PASSAGE SHOWN >>
Matt Dunkin wrote:
> I know this attribute has been discussed before but I can't find any
> reference to my question anywhere.
This is quite a complicated and confusing area, so I think we should all
expect it to come around every so often...
> Is there a way to get a user ID from a TargetedID using some sort of
> script?
For the SP, absolutely not, they are opaque values.
For the IdP, that would depend on how the values are generated. For
most IdPs at present, though, the answer here is again no.
As Simon says, if some SP wants to point the finger at a particular
user, they can easily give you other information you *can* backtrack
from. As well as the subject's transient identifier (what used to be
called the "handle" back in 1.2 days) another thing that is generally
logged at both ends is the ID value for the actual assertion issued by
the IdP.
> The differences of opinion vary all over the internet. The UK
> Federation website recommends the Salt value which I have to agree is
> the most straight forward to implement.
In fact, the UK recommendations and what is said on the Internet2 site
aren't intended to be read as being that far apart. In addition, the
"salt" thing is a bit of a red herring here, as that's more about how
you generate the values than about how you manipulate them.

SET PROBLEM A >> Summarize the reply about getting a user ID from a TargetedID in two sentences.
The records after this point have no connection to the reply.

ENTRIES >>
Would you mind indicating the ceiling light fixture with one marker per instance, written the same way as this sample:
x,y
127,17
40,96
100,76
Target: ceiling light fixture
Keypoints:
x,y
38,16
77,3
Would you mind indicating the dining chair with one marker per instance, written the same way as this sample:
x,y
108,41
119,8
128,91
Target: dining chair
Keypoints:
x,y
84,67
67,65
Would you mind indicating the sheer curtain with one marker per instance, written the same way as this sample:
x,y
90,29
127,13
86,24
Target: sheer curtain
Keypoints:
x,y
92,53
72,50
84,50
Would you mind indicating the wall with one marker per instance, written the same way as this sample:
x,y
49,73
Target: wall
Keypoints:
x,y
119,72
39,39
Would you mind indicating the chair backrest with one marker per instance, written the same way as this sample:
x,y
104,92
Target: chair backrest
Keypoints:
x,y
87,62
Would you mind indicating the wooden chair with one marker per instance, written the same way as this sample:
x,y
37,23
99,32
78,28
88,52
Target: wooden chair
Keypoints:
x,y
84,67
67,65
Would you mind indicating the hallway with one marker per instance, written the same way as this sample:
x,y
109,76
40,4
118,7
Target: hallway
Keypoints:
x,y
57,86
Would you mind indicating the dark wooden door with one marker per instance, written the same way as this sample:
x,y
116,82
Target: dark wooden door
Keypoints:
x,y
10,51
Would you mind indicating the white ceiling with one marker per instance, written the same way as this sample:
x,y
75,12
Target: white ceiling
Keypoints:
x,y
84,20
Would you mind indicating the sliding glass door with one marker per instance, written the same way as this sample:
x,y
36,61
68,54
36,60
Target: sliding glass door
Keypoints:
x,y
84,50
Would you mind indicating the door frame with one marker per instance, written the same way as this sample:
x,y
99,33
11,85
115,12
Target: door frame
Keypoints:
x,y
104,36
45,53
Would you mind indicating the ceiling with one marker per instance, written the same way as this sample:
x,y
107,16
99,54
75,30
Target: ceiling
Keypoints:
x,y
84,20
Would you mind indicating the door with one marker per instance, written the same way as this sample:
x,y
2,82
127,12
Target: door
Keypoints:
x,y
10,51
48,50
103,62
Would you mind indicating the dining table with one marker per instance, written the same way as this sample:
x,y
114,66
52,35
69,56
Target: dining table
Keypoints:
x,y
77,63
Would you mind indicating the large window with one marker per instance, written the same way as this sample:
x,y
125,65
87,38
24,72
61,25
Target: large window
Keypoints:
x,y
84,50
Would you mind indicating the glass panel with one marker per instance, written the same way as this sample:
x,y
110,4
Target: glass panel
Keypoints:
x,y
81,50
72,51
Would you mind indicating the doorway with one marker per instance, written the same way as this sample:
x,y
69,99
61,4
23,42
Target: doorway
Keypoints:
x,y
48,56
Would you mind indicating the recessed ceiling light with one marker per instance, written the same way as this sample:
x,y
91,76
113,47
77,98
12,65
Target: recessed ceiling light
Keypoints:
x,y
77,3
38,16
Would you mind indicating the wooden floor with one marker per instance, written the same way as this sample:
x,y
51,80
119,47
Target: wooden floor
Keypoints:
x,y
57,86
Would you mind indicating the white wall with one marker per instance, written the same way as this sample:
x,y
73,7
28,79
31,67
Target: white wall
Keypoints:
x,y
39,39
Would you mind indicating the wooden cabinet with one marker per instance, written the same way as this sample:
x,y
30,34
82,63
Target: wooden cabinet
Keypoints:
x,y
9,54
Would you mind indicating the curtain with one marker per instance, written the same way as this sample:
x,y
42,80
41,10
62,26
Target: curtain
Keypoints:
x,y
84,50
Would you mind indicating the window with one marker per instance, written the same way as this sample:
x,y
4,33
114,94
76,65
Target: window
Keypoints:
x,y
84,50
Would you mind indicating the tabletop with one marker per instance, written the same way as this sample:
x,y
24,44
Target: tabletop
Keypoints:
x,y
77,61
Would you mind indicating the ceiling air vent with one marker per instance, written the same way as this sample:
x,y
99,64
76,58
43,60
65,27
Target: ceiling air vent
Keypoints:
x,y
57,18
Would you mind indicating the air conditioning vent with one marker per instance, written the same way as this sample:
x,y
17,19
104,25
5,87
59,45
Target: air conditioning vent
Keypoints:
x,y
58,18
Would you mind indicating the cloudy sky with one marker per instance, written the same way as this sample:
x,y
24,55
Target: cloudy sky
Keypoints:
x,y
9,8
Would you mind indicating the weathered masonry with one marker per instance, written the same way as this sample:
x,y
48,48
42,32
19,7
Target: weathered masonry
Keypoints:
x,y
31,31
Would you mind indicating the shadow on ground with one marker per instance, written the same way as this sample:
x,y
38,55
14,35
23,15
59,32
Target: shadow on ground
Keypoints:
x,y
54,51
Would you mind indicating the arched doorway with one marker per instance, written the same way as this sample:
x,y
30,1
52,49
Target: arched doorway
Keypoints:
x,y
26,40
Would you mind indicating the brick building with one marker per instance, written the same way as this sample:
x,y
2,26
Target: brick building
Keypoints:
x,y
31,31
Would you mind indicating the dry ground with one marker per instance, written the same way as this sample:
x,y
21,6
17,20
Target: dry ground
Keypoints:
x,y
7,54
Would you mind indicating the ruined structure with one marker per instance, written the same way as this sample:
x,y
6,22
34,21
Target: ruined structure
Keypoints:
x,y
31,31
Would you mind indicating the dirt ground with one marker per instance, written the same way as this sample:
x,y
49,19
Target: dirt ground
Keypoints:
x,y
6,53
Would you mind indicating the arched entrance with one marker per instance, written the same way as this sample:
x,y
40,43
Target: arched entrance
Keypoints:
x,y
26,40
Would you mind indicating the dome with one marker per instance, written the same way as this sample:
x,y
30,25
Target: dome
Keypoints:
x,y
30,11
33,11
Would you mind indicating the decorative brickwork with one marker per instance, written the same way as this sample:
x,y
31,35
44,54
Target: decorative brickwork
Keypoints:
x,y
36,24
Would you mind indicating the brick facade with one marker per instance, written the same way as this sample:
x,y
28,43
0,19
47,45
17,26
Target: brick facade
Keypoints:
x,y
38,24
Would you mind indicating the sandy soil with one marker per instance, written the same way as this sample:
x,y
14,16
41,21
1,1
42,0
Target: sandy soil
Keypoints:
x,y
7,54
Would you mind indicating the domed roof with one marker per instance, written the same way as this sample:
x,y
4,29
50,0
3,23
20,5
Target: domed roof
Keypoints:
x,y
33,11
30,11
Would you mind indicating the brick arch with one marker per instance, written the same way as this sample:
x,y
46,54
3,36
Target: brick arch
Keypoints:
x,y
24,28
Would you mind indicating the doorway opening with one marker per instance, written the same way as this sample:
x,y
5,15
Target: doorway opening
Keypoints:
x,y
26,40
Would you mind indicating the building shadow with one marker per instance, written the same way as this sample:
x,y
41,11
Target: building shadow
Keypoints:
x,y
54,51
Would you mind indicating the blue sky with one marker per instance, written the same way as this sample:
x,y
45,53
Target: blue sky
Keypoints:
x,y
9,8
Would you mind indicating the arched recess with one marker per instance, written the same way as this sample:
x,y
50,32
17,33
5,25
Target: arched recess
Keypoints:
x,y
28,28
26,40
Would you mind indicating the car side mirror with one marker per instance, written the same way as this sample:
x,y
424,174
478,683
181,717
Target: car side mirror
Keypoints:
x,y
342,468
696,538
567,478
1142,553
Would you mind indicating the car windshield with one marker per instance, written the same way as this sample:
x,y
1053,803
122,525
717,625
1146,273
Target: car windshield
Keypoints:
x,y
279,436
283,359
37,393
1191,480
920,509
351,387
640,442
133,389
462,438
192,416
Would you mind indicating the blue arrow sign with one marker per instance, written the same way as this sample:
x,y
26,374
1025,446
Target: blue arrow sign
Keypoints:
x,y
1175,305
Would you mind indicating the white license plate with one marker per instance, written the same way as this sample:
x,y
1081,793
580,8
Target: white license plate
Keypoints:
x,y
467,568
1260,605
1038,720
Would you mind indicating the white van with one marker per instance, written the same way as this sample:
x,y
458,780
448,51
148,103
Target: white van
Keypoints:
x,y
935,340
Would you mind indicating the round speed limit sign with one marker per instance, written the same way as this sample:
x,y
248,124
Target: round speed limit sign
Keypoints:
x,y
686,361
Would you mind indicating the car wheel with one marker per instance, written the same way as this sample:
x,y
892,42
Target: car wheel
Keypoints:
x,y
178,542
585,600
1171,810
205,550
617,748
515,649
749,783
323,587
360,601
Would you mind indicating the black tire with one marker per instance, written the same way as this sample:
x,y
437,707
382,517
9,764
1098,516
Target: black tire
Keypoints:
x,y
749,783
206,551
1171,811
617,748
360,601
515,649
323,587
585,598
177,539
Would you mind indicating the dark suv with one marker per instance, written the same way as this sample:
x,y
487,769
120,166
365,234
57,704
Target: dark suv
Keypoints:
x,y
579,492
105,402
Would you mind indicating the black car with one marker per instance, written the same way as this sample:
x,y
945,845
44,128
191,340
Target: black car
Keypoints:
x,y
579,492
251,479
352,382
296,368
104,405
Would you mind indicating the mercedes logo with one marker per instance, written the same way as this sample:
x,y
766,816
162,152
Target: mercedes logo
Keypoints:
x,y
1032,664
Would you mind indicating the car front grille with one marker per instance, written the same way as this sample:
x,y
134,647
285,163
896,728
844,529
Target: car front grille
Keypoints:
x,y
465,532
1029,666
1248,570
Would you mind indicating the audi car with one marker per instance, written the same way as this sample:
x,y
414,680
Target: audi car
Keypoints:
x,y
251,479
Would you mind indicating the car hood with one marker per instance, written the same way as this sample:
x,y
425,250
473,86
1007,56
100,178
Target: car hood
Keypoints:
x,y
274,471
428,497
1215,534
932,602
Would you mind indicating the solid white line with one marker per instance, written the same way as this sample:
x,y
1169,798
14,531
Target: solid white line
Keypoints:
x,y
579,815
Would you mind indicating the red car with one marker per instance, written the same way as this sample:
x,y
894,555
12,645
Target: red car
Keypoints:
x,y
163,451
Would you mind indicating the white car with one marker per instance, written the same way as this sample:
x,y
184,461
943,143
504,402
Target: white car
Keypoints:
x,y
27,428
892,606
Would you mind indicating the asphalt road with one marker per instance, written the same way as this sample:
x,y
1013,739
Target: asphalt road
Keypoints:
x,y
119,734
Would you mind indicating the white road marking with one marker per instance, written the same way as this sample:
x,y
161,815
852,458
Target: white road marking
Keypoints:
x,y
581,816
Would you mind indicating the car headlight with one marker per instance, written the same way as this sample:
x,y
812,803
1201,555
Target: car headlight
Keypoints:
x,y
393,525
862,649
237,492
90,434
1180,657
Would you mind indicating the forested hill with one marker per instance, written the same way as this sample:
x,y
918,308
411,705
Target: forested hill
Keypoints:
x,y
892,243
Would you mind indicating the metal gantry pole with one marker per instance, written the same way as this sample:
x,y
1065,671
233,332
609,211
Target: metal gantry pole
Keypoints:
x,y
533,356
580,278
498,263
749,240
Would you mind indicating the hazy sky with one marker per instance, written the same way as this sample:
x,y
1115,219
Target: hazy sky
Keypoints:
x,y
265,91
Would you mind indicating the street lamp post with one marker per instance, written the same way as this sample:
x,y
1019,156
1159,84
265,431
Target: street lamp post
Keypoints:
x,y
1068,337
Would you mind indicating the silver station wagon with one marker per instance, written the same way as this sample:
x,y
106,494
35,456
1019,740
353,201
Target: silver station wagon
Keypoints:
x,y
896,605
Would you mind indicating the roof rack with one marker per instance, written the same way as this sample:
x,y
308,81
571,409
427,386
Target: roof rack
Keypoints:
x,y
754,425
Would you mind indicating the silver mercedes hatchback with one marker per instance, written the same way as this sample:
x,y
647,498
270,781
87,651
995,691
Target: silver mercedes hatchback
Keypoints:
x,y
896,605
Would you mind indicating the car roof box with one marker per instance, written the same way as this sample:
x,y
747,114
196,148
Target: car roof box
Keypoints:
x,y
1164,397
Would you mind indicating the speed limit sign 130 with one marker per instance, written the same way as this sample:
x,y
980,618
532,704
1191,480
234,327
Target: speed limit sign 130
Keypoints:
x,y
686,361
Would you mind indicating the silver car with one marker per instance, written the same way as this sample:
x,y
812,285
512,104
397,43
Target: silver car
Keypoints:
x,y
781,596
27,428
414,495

SET PROBLEM B >> Show every line of the records that contains the string "arrow", treating uppercase and lowercase as different.

EXERCISE OUTPUT A >> The reply says an SP cannot get a user ID from a TargetedID because the values are opaque, and for most IdPs the answer is also no, though it depends on how the values are generated. An SP wanting to point to a particular user can instead supply other logged information, such as the subject's transient identifier or the assertion ID, and the "salt" approach concerns how values are generated rather than how they are manipulated.

EXERCISE OUTPUT B >>
Would you mind indicating the blue arrow sign with one marker per instance, written the same way as this sample:
Target: blue arrow sign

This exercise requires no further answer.